Une révision de la loi fédérale du 11 avril 1989 sur la poursuite pour dettes et faillite (LP) est en cours.

Un rapport a été établi par le Secrétariat de l’USS à l’intention de la séance son Comité du 6 octobre 2010 : l’USS rejette une partie de la révision mais se félicite toutefois de l’introduction de l’obligation de conclure un plan social lorsqu’un licenciement collectif de 30 personnes au moins est prononcé par le repreneur d’une entreprise d’au moins 250 personnes : c’est un premier pas.

Mais le représentant romand de la Conférence des Unions syndicales cantonales a considéré que le mouvement syndical ne pouvait se contenter de cette seule contrepartie dans l’important remaniement de cette loi, aussi suggéra-t-il au Comité qu’il revendique l’inscription du principe suivant dans la nouvelle loi :

Lorsque la masse salariale de l’entreprise à reprendre ou à assainir est égale ou supérieure à 50% de la valeur de ses avoirs, il y a obligation de négocier collectivement le maintien de tous les emplois à des conditions équitables, voire de conclure un plan social si des licenciements ne peuvent pas être évités.

Pour mesurer les bouleversements proposé par le Conseil fédéral, lisons son message qui explique comment il entend créer un « droit de l’assainissement » en cas de cession de l’entreprise dans le cadre de sursis, faillite ou concordat par abandon d’actifs, avec

1. Le renversement du principe légal de 333 CO

2. La suppression du transfert automatique des rapports de travail sauf si :

  • la reprise a fait l’objet d’un accord avec l’acquéreur et les travailleurs ne s’y opposent pas (opting out)
  • les dispositions sur la consultation et l’information des travailleurs ne sont pas applicables (art. 333b II AP CO)
« Selon le droit actuel, lors d’une cession d’entreprise les rapports de travail sont transférés d’office à la nouvelle entité. Le nouvel employeur subroge l’ancien par voie de succession à titre particulier. Les travailleurs ont alors la faculté de s’opposer au transfert (art. 333, al. 1, CO). En revanche le nouvel employeur (soit l’acquéreur de l’entreprise) n’a pas ce droit. Une restriction contractuelle portant sur la reprise de certains rapports de travail n’est pas non plus admise.

• [Liste]

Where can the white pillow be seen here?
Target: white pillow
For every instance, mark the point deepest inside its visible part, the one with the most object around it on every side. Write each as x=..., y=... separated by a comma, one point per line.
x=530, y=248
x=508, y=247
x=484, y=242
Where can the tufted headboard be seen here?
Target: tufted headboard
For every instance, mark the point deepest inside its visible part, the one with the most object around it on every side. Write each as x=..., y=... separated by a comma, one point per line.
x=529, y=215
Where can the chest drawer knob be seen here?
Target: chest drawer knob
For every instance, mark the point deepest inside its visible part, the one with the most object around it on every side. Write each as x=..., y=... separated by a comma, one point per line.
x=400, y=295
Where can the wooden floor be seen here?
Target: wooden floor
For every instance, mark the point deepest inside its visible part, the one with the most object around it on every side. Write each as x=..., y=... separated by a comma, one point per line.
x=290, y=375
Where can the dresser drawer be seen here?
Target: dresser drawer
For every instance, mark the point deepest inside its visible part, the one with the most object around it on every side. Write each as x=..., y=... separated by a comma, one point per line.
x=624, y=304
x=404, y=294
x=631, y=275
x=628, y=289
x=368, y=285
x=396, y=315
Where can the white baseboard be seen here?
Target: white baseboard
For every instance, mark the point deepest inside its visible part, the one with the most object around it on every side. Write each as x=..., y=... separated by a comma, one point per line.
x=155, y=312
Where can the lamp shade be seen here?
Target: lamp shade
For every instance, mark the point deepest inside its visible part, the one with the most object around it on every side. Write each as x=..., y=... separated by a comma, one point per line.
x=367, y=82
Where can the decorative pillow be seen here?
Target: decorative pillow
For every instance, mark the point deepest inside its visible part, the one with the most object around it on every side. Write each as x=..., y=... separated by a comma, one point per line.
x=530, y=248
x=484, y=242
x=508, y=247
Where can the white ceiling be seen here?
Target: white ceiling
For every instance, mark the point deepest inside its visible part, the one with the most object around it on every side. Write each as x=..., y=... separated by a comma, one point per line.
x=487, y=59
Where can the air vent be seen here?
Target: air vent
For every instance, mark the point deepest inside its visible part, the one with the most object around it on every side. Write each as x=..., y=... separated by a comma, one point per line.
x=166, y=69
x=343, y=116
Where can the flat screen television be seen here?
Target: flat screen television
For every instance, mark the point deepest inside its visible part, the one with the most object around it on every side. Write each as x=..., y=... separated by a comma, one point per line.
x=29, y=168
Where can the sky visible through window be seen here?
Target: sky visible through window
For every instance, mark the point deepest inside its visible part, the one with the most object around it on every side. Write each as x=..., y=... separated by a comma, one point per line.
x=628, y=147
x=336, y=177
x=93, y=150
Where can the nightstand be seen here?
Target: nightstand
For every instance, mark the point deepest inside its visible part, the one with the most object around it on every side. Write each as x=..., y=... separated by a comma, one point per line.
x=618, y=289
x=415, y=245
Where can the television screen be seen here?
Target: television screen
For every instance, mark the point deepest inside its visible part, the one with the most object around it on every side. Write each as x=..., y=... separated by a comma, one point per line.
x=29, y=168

• [Consigne 1]
D'après le texte sur la révision de la LP, à partir de combien de personnes licenciées l'obligation de conclure un plan social saluée par l'USS s'applique-t-elle ?
• [Consigne 2]
Poursuivez, s'il vous plaît, le texte sur la révision de la LP à partir de sa dernière phrase.

• [Réponse 1]
À partir de 30 personnes licenciées au moins par le repreneur d'une entreprise d'au moins 250 personnes.

• [Réponse 2]
Le nouvel art. 333b CO statue que lorsque l’entreprise est transférée durant un sursis concordataire, dans le cadre d’une faillite ou d’un concordat par abandon d’actifs, les rapports de travail passent à l’acquéreur uniquement s’il en a été convenu ainsi avec lui. En ce qui concerne les autres effets, l’art. 333b CO renvoie aux art. 333 et 333a CO ; il s’ensuit que l’acquéreur doit appliquer pendant un an l’éventuelle convention collective de travail à laquelle est soumise l’entreprise reprise (art. 333, al. 1bis, CO). L’art. 333, al. 3, CO s’applique par ailleurs aux travailleurs transférés : l’acquéreur répond donc solidairement avec l’aliénateur des créances non couvertes qui découlent des contrats repris. »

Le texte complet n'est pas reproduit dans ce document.